━━ GIVEN RECORDS
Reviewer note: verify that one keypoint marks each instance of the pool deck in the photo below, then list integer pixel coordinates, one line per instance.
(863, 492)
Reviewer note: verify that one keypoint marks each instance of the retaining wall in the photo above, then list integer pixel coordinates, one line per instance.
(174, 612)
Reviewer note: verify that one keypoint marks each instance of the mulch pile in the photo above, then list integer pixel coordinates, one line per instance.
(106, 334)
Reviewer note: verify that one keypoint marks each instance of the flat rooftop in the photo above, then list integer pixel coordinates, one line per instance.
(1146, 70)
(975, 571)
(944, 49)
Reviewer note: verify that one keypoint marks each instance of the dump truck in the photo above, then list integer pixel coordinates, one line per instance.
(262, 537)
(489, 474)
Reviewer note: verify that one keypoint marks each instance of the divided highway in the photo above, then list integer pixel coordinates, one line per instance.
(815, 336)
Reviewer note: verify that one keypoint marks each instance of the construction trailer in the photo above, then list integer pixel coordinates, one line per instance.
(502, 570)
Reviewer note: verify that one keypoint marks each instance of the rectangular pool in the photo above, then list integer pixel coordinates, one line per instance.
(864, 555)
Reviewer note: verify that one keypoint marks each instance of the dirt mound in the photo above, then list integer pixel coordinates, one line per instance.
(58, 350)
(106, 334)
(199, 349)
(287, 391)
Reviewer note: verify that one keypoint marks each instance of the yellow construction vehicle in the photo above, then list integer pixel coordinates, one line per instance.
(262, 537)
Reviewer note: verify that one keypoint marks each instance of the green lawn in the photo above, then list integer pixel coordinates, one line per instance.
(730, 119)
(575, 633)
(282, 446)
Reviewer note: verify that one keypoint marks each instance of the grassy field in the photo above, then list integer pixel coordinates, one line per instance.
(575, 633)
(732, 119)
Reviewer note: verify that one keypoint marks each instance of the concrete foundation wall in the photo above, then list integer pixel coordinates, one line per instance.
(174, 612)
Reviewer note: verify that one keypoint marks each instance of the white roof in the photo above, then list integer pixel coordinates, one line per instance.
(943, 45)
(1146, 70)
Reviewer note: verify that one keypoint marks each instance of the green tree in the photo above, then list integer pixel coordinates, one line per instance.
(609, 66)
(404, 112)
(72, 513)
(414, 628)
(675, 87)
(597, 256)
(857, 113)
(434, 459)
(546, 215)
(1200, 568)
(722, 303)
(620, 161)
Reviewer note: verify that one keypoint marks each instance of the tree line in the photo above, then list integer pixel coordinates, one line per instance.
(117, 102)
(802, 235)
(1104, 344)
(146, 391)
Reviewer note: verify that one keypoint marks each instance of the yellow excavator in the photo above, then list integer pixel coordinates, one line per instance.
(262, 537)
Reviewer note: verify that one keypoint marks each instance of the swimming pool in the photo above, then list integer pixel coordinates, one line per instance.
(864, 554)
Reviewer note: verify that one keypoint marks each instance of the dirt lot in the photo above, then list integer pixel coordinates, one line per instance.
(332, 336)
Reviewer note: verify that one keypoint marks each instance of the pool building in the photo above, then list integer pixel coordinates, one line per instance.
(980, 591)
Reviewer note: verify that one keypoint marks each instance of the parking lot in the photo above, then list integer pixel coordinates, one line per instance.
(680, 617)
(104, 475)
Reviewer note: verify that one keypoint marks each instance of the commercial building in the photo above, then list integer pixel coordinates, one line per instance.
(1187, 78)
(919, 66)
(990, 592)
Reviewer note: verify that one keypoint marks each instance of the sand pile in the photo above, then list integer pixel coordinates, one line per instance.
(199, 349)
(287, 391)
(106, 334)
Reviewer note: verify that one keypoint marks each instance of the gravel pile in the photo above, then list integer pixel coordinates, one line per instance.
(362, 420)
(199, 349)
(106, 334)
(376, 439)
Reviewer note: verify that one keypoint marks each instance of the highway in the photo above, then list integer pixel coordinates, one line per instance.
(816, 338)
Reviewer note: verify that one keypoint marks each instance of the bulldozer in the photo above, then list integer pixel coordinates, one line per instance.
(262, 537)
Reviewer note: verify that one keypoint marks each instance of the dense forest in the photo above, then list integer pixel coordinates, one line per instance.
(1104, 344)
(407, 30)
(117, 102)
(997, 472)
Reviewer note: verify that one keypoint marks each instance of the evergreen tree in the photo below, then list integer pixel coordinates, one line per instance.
━━━━
— STATED PROBLEM —
Copy the lines above, swapping every "Reviewer note" for "Audit note" and changing nothing else.

— SOLUTION TO THIS TASK —
Audit note: verify that one keypoint marks each instance of the pool deck in the photo below, then list integer pixel coordinates, one line per instance.
(863, 492)
Audit note: verify that one keypoint marks each instance of the retaining wall in the photo above, then list integer pixel coordinates, one line per instance.
(174, 612)
Audit note: verify that one keypoint marks each instance of the mulch pile in the photo above, then list integer pixel coordinates, one line per instance.
(106, 334)
Audit note: verify that one keypoint marks each instance of the flat rooftop in the photo above, then list integer pixel coordinates, one line per instance.
(1146, 70)
(975, 571)
(944, 49)
Audit note: verify that one keypoint marks each instance of the dump truck in the photo above, then list integer pixel coordinates, one line per instance.
(262, 537)
(489, 474)
Audit note: verify that one keypoint marks each instance of the divided highway in the photo above, then list integer pixel coordinates, one line per instance.
(815, 336)
Audit note: verify that one keypoint marks each instance of the construction trailer in the photo above, then list integer pixel coordinates, one line per instance.
(502, 570)
Audit note: verify that one keypoint marks each instance of the rectangular pool in the photo above, then list integer pixel coordinates, one line per instance.
(864, 555)
Audit note: verify that one keypoint marks each instance of the dirt mound in the photo above, then list integer pixel coordinates, one line per instance.
(58, 350)
(106, 334)
(199, 349)
(287, 391)
Audit note: verify that one keypoint marks each instance of the yellow construction vehicle in the photo above, then list integer pixel coordinates, one line per instance.
(262, 537)
Audit note: verify that one keypoint marks each instance of the green lawn in the photo above, then list integer pixel coordinates, one line per instance.
(730, 119)
(575, 633)
(282, 446)
Audit note: verify that one keypoint marks each instance of the grassy field in the photo above, then list integer pixel coordinates, one line per instance.
(575, 633)
(732, 119)
Audit note: verify that one keypoint marks each instance of the concrete foundation wall in the photo above, then list integer pixel coordinates, one line per instance.
(174, 612)
Audit note: verify that one keypoint marks each instance of the white roof in the photo above, then list integer pixel coordinates, one line per instance.
(943, 45)
(1146, 70)
Audit note: verify that one keypoint marks each instance of the green tree in the photo above, then list integer pixel coordinates, one line per instance.
(609, 66)
(404, 112)
(72, 513)
(414, 628)
(675, 87)
(597, 256)
(857, 113)
(434, 459)
(546, 215)
(1200, 568)
(722, 303)
(620, 161)
Audit note: verify that one keypoint marks each instance of the tree line in the photo above, then list integer pixel coordinates, one line per instance.
(117, 102)
(802, 235)
(1104, 344)
(146, 391)
Audit note: verify that one keypoint marks each instance of the yellow excavator in the photo above, then list integer pixel coordinates, one line per instance.
(262, 537)
Audit note: verify that one keypoint marks each instance of the swimming pool in the photo above, then list integer pixel coordinates, one line per instance.
(864, 554)
Audit note: verify that one keypoint marks each instance of the dirt lot in the photo above, then list integer pixel coordinates, one line per instance.
(332, 336)
Audit note: verify that one keypoint marks each instance of the pool building in the photo above, then list integer pixel coordinates, one line per instance.
(980, 591)
Audit note: verify that one keypoint marks each instance of the parking lot in the photo above, then list integer pixel coordinates, one line per instance.
(680, 617)
(104, 475)
Audit note: verify that one keypoint marks each instance of the commercial building in the photo above, then list integer pixel coordinates, one line per instance.
(1187, 78)
(919, 66)
(990, 592)
Audit note: verify that one keypoint marks each instance of the sand pile in the photo above, then list integer pixel coordinates, one line per instance.
(199, 349)
(287, 391)
(106, 334)
Audit note: verify that one keypoint marks each instance of the gravel pile in the photo above, then list integer pixel coordinates, one line per instance.
(362, 420)
(199, 349)
(106, 334)
(376, 439)
Audit note: verify that one keypoint marks each instance of the highway in the photo above, then list integer pixel coordinates, one line per instance.
(816, 338)
Audit note: verify that one keypoint marks each instance of the bulldozer in the photo above, then list integer pixel coordinates, one line per instance.
(262, 537)
Audit note: verify that one keypoint marks each instance of the dense forest in the photo above, then list integer pixel coordinates, one line per instance.
(1104, 344)
(407, 30)
(117, 102)
(997, 472)
Audit note: verify that one keypoint marks each instance of the evergreen tree in the photo below, then list integer pixel coordinates, one line per instance.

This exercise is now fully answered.